— Start of Material for this task —
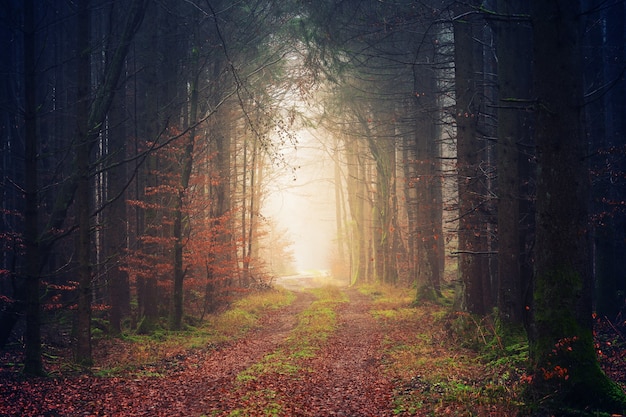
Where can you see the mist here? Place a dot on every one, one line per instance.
(304, 202)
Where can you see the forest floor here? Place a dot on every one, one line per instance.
(327, 352)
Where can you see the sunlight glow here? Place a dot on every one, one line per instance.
(305, 205)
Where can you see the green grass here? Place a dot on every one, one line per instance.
(314, 326)
(244, 314)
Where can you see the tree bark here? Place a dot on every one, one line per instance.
(33, 364)
(514, 82)
(562, 354)
(471, 235)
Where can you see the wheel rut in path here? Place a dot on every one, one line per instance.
(345, 378)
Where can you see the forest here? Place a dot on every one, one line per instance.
(475, 171)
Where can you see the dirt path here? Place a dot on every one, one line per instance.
(343, 378)
(191, 385)
(346, 378)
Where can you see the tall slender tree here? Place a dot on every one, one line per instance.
(562, 353)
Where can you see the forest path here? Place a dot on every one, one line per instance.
(342, 376)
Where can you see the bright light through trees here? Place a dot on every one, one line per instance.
(304, 202)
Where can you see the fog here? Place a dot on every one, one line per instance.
(304, 203)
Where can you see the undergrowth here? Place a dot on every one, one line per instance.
(314, 326)
(447, 363)
(134, 352)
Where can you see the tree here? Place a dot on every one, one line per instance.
(32, 359)
(562, 355)
(513, 150)
(472, 235)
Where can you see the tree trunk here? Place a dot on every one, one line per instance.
(83, 196)
(562, 354)
(471, 235)
(32, 357)
(514, 82)
(176, 313)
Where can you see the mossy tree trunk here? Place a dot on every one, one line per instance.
(564, 363)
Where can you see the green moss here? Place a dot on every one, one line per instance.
(565, 366)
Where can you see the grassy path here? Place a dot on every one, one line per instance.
(325, 352)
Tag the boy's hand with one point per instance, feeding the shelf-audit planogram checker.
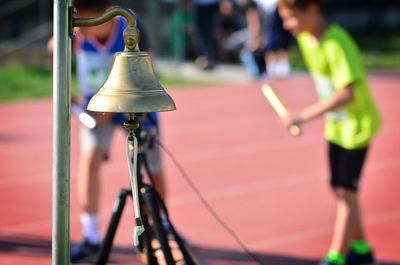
(291, 119)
— End of Material for this task —
Could you write out all of the data above again, word for word, leaving out the pictures?

Where can you see the mist here? Place a dot on every one, one line per instance.
(304, 202)
Where can you see the forest floor here? Place a dot on every one, one line per instance.
(327, 352)
Where can you see the sunlight glow here? Place a dot on every one, one line per instance.
(305, 205)
Where can you see the green grass here? Place a dot on every one, one line per instance.
(314, 326)
(244, 314)
Where can you see the tree bark here? Place a dot on every one, one line per instance.
(33, 364)
(514, 82)
(562, 354)
(471, 235)
Where can you see the wheel rut in path here? Place a dot on every one, one line per instance.
(345, 378)
Where can you see the forest here? Place a dot on every one, one line per instance.
(475, 171)
Where can you see the dirt path here? Place a dot on every one, one line per instance.
(343, 378)
(191, 385)
(346, 378)
Where can you see the tall slender tree here? Place a dot on every one, one line per instance.
(562, 353)
Where can you see the forest path here? Place a dot on every one, one line per instance.
(342, 376)
Where can you see the bright light through trees here? Place a dot on every one, one line per instance.
(304, 202)
Where can you see the fog here? Place a dot on every one, one line per instance.
(304, 203)
Where can you see the undergrowth here? Place a dot on every one, one line per instance.
(314, 326)
(447, 363)
(134, 352)
Where can you see the tree here? Place a dot on every one, one line per instance.
(32, 359)
(562, 355)
(513, 150)
(472, 235)
Where can you see the tree trunk here? Place a dot on every one, one line per instance.
(83, 196)
(562, 354)
(471, 235)
(32, 357)
(514, 82)
(176, 313)
Where can you see the mossy tree trunk here? Place a dot on every one, one line per instance.
(564, 363)
Where can you see the green moss here? Place a dot on every one, one line per instance.
(565, 366)
Where can you see the grassy path here? Place a dot on every one, one line per instance.
(325, 352)
Tag the boy's hand with one point per instance, feeding the shelf-audit planogram checker.
(291, 119)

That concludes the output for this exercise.